Texte fourni>
↓
Procédure devant la cour :
Par un recours et un mémoire, enregistrés les 18 janvier 2017 et 17 mai 2017, le ministre de l'action et des comptes publics demande à la cour :
1°) d'annuler l'article 2 de ce jugement ;
2°) de remettre à la charge de la société la majoration de 40%.
Il soutient que :
- la volonté d'éluder l'impôt est caractérisée par le fait que la société connaissait la position de l'administration quant à sa situation propre, qu'elle a volontairement omis d'appliquer un mécanisme stabilisateur et que l'importance et la fréquence des insuffisances ne laissent aucun doute sur leur caractère volontaire ;
- le tribunal a commis une erreur d'appréciation sur la motivation juridique du rappel dès lors que si la référence à l'article 1518 B du code général des impôts a permis de limiter le quantum de la pénalité, le caractère délibéré du manquement a été motivé au regard des dispositions du 3° quater de l'article 1469 du code général des impôts.
Par un mémoire en défense, enregistré le 3 avril 2017, la société en nom collectif (SNC) Lactalis Nestlé Ultra Frais Laval (LNUF Laval) conclut au rejet du recours et demande que soit mise à la charge de l'Etat une somme de 3 000 euros au titre de l'article L. 761-1 du code de justice administrative.
Elle fait valoir que :
- les moyens invoqués ne sont pas fondés ;
- le ministre méconnaît la doctrine administrative 13 N-1-07 n°82 du 19 février 2007 qui prévoit que la majoration est calculée sur les droits mis à la charge du contribuable et non sur des droits qui auraient pu lui être réclamés.
Vu les autres pièces du dossier.
Vu :
- le code général des impôts et le livre des procédures fiscales ;
- le code de justice administrative.
Les parties ont été régulièrement averties du jour de l'audience.
Ont été entendus au cours de l'audience publique :
- le rapport de Mme Malingue,
- les conclusions de M. Jouno, rapporteur public.
↑
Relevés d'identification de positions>
↓
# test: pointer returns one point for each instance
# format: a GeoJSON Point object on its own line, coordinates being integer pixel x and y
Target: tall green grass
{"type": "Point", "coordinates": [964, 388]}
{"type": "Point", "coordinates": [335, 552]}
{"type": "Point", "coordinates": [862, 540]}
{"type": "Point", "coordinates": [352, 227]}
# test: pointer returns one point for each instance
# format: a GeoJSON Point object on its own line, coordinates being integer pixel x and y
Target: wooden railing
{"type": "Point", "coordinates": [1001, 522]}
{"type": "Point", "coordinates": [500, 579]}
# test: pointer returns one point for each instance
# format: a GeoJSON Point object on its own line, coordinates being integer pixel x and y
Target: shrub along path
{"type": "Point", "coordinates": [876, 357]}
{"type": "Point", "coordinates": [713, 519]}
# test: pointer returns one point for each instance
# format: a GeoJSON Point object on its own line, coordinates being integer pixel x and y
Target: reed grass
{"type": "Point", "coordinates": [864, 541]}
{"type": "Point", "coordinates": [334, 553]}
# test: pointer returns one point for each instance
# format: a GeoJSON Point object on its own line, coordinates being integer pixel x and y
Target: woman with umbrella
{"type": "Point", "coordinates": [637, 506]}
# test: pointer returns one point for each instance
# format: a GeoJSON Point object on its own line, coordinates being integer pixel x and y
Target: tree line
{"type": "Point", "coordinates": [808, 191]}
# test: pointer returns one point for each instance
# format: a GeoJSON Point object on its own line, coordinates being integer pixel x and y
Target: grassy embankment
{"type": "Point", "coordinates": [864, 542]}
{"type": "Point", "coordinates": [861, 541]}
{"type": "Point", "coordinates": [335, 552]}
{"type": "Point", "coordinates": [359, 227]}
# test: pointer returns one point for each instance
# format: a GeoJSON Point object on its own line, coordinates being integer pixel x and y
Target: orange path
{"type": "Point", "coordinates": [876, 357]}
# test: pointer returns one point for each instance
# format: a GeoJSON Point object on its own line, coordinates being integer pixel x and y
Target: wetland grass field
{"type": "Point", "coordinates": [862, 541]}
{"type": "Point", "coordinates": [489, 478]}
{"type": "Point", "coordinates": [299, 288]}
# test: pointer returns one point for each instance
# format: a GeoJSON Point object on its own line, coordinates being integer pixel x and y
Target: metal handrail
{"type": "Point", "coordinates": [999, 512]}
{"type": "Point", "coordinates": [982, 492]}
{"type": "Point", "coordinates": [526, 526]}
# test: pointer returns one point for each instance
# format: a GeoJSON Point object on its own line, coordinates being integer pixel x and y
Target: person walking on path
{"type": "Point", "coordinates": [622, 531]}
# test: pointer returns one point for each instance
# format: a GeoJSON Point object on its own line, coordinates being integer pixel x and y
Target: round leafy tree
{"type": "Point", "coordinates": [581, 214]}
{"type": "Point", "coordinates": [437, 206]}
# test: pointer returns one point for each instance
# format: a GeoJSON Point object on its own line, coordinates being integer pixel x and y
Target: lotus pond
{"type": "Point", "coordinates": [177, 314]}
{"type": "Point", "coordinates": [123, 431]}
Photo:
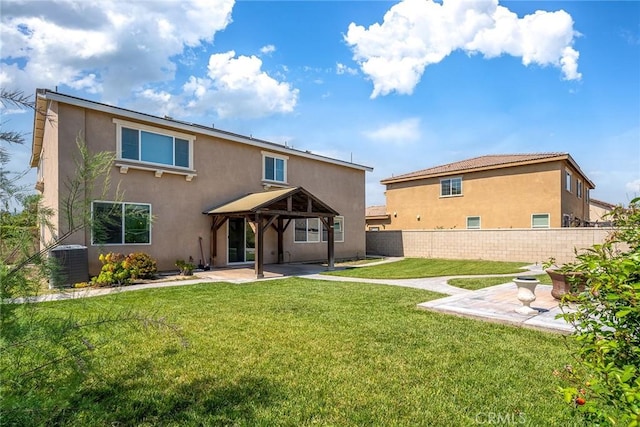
↑
Travail à réaliser>
1. Résumez de façon plus concise le paragraphe du texte fourni qui commence par « Par un mémoire en défense », en conservant ses faits principaux.
2. Comptez les lignes qui contiennent la chaîne « path », puis indiquez seulement leur nombre.
Le texte fourni et les lignes présentées n'ont aucun lien entre eux.

Corrigé>
1. Dans un mémoire en défense enregistré le 3 avril 2017, la SNC Lactalis Nestlé Ultra Frais Laval (LNUF Laval) demande le rejet du recours. Elle demande aussi que l'État soit condamné à lui verser 3 000 euros au titre de l'article L. 761-1 du code de justice administrative.

2. 3